• **Stored entries from a collection**:
* START *
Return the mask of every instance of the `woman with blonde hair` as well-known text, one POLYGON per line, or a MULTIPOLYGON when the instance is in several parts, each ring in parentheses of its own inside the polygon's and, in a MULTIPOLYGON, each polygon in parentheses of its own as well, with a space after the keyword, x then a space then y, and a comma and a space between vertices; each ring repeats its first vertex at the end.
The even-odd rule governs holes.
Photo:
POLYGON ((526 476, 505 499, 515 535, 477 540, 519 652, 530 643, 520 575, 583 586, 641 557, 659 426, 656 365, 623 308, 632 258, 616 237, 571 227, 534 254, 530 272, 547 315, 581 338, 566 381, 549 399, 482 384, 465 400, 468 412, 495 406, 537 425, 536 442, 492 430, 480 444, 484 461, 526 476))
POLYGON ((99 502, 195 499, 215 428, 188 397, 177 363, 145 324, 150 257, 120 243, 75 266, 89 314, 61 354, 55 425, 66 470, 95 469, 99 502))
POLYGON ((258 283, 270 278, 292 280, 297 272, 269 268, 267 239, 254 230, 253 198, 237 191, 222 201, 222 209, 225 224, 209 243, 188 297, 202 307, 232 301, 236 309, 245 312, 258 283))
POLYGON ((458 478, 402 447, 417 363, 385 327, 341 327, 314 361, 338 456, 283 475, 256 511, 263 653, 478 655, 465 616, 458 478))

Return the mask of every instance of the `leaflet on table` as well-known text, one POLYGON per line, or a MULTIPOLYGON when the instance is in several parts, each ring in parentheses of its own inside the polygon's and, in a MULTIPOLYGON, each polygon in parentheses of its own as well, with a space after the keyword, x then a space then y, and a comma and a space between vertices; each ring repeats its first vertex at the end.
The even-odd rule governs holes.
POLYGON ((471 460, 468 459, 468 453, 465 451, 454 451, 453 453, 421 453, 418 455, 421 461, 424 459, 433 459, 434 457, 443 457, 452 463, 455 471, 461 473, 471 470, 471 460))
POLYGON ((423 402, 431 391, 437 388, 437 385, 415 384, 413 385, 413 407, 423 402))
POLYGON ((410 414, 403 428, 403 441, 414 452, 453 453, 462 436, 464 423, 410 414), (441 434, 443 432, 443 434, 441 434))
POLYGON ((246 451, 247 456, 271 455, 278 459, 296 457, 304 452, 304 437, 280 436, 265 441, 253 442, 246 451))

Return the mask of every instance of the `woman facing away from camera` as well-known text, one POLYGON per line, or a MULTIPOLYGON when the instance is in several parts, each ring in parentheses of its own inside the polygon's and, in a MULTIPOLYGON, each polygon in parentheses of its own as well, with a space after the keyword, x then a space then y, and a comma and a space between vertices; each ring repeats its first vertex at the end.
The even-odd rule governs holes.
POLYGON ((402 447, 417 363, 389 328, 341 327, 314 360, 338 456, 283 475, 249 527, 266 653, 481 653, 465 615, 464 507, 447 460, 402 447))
* END *
• **Task goal**:
Reproduce everything from the line containing "facing away from" down to the end of the entries above.

• **Complete answer**:
Return the mask of every instance of the `woman facing away from camera` as well-known text, one POLYGON per line, or a MULTIPOLYGON when the instance is in several parts, each ring in parentheses of its own inside the polygon's and, in a MULTIPOLYGON, each polygon in parentheses of its own as well, with a space after the keyword, x then a space then y, and a comma and a space between vertices; each ring repeats its first vertex at the end.
The even-odd rule governs holes.
POLYGON ((402 447, 417 363, 389 328, 341 327, 314 360, 338 456, 283 475, 249 527, 266 653, 481 653, 465 615, 464 507, 447 460, 402 447))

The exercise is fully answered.